Reproduce the stretch from the start of the material through the line containing "282L438 303L439 265ZM393", changing "rough mask" to "coarse mask" and leaving everything else as it stands.
※ ※ ※
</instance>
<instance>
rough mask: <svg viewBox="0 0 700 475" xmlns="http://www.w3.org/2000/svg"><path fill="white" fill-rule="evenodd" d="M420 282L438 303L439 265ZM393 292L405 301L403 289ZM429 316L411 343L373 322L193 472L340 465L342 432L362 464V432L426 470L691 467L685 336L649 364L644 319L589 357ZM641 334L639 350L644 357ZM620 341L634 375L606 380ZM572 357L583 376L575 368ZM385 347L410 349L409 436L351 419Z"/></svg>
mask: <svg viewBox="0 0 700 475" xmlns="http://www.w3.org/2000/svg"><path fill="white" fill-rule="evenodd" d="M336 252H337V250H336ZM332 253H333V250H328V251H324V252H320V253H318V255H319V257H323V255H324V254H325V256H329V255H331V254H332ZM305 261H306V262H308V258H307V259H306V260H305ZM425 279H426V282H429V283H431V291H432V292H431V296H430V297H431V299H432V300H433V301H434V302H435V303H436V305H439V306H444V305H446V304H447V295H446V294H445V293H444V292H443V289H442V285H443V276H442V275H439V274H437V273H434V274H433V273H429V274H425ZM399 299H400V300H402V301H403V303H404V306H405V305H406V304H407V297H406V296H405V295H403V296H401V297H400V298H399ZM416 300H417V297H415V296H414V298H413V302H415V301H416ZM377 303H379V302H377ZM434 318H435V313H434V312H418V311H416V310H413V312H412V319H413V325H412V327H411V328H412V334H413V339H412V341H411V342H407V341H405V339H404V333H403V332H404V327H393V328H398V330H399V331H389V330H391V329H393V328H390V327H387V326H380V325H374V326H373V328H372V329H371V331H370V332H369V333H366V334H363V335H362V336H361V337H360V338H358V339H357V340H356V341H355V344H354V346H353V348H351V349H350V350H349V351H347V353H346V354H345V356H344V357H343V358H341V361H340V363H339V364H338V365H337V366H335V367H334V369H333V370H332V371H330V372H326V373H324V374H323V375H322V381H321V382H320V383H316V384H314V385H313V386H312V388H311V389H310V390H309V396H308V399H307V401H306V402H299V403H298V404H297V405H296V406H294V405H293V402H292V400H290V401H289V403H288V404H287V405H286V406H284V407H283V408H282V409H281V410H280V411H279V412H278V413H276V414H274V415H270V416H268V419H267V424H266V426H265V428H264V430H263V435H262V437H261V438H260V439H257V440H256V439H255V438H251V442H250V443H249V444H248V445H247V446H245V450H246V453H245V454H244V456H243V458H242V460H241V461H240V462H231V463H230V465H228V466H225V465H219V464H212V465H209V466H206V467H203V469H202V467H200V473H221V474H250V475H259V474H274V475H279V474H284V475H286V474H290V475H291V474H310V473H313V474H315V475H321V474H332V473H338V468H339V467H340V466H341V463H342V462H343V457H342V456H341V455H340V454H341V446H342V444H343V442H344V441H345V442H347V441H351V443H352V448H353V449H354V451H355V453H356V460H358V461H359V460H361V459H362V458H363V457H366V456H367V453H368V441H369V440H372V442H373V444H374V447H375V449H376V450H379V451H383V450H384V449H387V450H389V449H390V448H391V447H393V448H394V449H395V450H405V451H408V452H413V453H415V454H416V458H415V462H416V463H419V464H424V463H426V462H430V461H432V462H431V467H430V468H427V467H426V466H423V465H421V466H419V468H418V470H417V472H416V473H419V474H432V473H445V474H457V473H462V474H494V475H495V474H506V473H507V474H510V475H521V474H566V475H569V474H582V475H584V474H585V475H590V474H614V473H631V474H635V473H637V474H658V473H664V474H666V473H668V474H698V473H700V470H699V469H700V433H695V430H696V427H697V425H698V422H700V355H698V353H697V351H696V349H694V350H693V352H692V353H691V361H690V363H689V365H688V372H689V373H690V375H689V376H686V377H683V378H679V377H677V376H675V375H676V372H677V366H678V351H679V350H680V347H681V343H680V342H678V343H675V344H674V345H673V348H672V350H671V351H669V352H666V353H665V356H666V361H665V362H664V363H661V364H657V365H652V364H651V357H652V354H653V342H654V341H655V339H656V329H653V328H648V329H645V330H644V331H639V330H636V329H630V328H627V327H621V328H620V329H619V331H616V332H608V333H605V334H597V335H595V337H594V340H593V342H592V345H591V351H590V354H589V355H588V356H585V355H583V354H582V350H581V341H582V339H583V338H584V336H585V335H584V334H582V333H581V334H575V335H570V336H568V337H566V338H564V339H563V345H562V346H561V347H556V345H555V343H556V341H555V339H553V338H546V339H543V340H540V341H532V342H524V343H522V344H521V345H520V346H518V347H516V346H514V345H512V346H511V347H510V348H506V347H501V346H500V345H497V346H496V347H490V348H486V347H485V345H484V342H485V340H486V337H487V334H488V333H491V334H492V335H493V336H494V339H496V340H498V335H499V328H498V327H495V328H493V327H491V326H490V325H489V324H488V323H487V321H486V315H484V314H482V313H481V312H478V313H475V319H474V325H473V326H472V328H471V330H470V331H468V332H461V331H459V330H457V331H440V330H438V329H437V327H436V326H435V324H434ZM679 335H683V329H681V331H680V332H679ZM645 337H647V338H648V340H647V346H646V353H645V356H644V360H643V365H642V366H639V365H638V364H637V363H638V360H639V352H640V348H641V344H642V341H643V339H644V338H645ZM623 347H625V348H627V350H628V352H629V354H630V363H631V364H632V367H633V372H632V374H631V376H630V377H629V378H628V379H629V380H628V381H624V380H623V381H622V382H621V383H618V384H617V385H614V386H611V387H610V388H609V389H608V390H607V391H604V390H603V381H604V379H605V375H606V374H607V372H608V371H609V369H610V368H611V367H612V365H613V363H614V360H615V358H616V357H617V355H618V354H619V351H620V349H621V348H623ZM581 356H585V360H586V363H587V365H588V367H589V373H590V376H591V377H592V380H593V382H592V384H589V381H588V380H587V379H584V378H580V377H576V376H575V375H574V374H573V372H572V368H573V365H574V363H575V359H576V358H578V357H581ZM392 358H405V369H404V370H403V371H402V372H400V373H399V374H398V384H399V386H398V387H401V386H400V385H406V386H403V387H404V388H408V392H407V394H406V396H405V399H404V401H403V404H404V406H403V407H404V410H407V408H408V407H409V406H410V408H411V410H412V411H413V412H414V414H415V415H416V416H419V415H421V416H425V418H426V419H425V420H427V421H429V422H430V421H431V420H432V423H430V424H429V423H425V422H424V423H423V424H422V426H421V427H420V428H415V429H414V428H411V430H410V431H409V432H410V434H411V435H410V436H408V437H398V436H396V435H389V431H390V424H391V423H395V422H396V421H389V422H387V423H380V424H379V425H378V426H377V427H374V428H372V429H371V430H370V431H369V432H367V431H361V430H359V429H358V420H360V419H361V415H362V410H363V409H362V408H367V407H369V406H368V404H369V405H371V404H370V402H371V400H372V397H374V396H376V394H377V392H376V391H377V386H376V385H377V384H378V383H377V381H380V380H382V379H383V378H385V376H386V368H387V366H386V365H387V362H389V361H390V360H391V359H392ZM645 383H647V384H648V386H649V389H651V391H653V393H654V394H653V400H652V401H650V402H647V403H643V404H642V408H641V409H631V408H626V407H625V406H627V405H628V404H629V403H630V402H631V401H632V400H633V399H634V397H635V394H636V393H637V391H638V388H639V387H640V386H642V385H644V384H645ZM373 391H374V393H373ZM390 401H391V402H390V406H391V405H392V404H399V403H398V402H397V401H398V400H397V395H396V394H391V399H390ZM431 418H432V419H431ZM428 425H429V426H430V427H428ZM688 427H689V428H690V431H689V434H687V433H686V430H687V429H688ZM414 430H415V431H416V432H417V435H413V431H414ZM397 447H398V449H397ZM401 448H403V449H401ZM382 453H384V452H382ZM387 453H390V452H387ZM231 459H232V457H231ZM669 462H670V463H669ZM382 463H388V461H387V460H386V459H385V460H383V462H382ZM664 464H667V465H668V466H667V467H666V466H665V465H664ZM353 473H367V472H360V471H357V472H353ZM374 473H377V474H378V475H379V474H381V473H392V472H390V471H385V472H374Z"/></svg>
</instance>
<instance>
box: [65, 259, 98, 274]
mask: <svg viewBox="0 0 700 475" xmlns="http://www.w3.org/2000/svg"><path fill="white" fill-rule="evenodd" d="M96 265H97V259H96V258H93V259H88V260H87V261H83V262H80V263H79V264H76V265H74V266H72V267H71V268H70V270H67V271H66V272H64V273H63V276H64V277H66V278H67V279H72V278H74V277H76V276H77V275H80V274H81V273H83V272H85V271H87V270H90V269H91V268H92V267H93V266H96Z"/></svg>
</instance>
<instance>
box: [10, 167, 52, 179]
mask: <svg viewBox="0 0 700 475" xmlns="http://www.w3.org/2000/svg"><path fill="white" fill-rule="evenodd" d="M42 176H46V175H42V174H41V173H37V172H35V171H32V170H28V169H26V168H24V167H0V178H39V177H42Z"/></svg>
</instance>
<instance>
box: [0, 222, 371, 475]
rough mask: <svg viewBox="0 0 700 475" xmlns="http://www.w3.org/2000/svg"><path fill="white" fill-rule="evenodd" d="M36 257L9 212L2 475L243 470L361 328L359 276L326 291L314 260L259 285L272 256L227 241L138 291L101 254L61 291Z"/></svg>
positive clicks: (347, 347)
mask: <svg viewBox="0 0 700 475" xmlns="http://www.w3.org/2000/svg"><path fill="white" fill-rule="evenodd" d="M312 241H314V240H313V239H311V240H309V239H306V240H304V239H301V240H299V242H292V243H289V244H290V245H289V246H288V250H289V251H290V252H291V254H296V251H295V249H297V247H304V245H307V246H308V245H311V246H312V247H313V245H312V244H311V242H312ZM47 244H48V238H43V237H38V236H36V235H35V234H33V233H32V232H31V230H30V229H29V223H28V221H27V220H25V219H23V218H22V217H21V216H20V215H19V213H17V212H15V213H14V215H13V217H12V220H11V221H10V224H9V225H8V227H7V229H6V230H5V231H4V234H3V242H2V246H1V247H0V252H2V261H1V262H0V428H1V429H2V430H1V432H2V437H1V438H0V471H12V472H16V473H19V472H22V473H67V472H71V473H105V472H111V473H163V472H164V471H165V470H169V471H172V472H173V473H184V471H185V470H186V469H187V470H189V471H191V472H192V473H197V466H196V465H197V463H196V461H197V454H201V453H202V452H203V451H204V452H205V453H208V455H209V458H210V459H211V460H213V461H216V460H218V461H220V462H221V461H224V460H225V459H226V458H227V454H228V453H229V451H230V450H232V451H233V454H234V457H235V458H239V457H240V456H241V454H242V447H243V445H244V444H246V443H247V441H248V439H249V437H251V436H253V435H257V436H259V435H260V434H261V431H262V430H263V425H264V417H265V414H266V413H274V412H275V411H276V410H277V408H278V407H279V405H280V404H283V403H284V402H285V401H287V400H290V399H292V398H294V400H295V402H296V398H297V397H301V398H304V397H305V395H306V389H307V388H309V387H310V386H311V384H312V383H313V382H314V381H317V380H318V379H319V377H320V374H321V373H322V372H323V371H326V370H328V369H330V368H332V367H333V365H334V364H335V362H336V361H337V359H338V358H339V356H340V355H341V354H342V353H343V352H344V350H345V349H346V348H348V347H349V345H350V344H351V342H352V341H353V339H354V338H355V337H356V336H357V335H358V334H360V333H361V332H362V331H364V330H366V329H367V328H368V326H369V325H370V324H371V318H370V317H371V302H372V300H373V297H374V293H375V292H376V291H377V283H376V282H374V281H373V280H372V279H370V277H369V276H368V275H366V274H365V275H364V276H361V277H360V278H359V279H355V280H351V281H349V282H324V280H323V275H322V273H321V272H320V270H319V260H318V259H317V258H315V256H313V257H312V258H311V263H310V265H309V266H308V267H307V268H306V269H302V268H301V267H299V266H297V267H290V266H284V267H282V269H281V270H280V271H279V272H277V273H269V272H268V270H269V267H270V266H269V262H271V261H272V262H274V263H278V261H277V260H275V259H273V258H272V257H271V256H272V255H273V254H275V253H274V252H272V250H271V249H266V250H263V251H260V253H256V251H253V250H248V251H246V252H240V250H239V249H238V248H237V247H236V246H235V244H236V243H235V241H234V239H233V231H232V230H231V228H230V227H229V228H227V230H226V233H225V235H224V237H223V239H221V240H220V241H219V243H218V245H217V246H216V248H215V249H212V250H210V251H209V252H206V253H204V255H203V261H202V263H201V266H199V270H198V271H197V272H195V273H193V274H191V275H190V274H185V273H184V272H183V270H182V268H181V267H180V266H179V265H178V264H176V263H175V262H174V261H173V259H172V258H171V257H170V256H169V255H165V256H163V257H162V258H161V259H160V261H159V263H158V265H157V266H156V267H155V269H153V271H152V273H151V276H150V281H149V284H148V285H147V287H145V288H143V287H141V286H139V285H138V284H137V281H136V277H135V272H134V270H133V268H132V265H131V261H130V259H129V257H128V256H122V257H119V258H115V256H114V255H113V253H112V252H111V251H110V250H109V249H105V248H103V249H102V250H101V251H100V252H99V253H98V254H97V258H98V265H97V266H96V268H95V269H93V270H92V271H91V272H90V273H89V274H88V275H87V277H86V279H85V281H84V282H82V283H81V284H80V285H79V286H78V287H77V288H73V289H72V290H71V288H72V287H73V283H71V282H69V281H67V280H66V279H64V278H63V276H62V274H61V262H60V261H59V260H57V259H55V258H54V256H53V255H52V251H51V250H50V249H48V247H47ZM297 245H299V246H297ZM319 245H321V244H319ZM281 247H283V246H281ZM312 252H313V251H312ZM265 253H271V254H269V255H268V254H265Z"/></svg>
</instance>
※ ※ ※
- ANSWER TO THIS TASK -
</instance>
<instance>
coarse mask: <svg viewBox="0 0 700 475" xmlns="http://www.w3.org/2000/svg"><path fill="white" fill-rule="evenodd" d="M420 282L438 303L439 265ZM393 292L405 301L403 289ZM429 316L411 343L373 322L193 472L340 465L342 432L362 464V432L426 470L691 467L685 336L649 364L644 319L589 357ZM641 334L639 350L644 357ZM620 341L634 375L606 380ZM572 357L583 376L575 368ZM385 347L410 349L409 436L351 419Z"/></svg>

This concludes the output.